● WHAT NEEDS TO BE DONE
Exactly the lines from the one containing "shirt in this photo." through the end of the data below are to be reproduced, and nothing besides them.

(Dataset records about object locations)
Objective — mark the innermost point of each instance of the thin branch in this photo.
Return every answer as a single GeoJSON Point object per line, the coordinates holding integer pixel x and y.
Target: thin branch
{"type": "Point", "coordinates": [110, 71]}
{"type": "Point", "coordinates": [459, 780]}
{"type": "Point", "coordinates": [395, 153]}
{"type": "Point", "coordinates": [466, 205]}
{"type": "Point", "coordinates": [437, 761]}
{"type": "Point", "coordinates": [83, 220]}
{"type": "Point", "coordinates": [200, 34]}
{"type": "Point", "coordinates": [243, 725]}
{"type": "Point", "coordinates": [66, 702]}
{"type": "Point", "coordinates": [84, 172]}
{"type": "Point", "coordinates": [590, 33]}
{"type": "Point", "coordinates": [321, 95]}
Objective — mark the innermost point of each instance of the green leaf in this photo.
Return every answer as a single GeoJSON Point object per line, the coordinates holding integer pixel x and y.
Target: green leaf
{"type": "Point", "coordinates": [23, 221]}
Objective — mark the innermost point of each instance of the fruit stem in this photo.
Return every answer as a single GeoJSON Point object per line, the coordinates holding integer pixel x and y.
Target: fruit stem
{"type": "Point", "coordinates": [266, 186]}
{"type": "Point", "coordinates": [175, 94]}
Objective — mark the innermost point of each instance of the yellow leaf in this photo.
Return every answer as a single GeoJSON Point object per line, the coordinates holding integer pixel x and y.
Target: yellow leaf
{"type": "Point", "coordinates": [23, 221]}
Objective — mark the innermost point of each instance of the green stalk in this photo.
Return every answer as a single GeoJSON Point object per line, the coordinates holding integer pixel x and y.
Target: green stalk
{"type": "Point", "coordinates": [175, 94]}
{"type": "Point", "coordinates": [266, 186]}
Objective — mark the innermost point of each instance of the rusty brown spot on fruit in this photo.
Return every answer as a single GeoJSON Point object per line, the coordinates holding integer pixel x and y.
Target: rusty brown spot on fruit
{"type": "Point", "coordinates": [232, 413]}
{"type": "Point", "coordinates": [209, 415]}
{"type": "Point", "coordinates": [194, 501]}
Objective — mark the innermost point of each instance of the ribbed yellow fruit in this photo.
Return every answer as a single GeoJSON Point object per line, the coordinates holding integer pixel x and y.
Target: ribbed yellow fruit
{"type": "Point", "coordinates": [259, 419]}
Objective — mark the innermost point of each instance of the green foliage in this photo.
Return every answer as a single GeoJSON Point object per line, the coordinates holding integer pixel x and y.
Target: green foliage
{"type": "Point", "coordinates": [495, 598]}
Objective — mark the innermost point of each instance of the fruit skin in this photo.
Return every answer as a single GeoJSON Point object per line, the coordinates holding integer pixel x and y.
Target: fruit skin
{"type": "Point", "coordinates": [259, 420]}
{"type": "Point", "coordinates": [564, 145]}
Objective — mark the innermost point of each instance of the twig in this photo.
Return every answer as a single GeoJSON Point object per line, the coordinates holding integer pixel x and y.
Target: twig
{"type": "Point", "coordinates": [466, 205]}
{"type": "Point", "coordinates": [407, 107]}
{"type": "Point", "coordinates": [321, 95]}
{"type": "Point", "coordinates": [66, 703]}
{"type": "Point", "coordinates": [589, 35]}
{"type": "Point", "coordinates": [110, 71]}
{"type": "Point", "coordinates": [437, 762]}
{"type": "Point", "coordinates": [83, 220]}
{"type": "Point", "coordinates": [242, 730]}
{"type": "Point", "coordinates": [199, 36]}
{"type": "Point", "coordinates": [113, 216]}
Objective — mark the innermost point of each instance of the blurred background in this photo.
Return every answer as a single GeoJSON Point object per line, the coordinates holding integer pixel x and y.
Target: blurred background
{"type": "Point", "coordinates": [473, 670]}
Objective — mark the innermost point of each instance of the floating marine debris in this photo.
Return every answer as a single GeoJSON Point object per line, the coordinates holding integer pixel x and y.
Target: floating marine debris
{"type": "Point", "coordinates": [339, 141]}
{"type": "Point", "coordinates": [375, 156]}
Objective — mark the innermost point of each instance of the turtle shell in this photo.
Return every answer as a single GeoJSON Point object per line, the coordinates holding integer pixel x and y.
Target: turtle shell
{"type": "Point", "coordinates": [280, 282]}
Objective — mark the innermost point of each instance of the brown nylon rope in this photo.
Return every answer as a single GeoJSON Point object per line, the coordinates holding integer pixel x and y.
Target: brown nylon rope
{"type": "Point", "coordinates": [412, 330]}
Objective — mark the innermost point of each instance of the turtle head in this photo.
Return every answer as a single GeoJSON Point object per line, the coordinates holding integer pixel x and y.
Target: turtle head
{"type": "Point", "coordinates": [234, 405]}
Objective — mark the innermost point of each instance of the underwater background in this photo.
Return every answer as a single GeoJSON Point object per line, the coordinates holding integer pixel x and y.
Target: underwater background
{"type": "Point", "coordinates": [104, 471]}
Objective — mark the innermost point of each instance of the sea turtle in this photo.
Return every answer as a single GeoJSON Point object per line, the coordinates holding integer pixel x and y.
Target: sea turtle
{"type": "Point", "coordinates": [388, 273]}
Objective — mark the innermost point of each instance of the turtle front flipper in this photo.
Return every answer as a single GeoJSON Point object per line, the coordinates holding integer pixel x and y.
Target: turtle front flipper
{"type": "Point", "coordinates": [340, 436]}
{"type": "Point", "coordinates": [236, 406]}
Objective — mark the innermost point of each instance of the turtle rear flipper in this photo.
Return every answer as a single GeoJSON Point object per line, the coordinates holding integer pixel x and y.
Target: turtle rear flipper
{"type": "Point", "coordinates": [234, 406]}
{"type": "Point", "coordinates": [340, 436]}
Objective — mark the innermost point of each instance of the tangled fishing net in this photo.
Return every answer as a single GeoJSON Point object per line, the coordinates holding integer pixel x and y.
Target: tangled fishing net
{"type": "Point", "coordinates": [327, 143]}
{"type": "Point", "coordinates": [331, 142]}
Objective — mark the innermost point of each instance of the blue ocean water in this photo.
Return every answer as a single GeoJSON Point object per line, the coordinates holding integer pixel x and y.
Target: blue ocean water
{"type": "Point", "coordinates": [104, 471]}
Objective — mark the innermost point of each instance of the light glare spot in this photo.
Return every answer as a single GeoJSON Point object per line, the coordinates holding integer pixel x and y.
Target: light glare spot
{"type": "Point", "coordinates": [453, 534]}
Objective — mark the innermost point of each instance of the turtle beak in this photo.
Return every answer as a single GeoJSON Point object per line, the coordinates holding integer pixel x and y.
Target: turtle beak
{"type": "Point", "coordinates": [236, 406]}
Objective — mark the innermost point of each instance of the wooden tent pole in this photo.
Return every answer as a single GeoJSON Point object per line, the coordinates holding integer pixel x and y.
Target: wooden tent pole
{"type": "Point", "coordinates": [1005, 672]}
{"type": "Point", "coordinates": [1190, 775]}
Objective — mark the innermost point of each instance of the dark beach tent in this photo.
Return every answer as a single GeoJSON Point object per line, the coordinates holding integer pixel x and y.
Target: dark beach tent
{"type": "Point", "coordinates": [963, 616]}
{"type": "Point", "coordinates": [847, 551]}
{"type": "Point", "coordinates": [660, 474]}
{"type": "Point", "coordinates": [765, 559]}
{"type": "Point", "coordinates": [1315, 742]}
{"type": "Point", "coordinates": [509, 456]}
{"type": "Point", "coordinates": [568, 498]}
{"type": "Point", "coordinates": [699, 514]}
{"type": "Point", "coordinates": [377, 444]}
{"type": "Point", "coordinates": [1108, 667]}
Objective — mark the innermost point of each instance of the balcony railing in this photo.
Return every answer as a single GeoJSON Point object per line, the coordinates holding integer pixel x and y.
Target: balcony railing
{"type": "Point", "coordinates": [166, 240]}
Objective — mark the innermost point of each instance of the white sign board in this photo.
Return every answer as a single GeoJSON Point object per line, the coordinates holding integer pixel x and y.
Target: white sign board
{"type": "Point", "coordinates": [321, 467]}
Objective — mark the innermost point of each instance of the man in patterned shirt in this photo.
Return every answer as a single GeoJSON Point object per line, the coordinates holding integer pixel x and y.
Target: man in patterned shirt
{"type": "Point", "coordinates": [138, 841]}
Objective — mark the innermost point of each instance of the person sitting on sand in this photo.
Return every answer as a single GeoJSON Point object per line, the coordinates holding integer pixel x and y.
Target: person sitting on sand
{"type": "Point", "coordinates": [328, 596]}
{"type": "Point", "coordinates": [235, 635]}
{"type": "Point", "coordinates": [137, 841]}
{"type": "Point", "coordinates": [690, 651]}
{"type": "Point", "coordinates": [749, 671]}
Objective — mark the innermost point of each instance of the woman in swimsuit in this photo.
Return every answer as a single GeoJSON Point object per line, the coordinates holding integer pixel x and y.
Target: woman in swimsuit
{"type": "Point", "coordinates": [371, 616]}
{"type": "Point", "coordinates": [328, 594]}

● FINAL RESULT
Objective — mark the innermost point of each instance of the man in patterned shirt in this photo.
Return every answer as a single GeoJSON Point object per line, the coordinates holding integer pixel x and y.
Target: man in patterned shirt
{"type": "Point", "coordinates": [138, 841]}
Objective — mark the innermost point of each instance of the person sitting on sand in this photo.
Return every answer as a single GeoJSON Point object per line, the coordinates holding integer pixel x and y.
Target: person sitting on sand
{"type": "Point", "coordinates": [328, 596]}
{"type": "Point", "coordinates": [235, 635]}
{"type": "Point", "coordinates": [137, 841]}
{"type": "Point", "coordinates": [690, 651]}
{"type": "Point", "coordinates": [749, 671]}
Objective — mark the innermost point of each instance of the woman in swimsuit in this photo.
Return every answer as a single GeoJSON Point object per line, the coordinates holding integer pixel x and y.
Target: woman in swimsuit
{"type": "Point", "coordinates": [371, 616]}
{"type": "Point", "coordinates": [328, 594]}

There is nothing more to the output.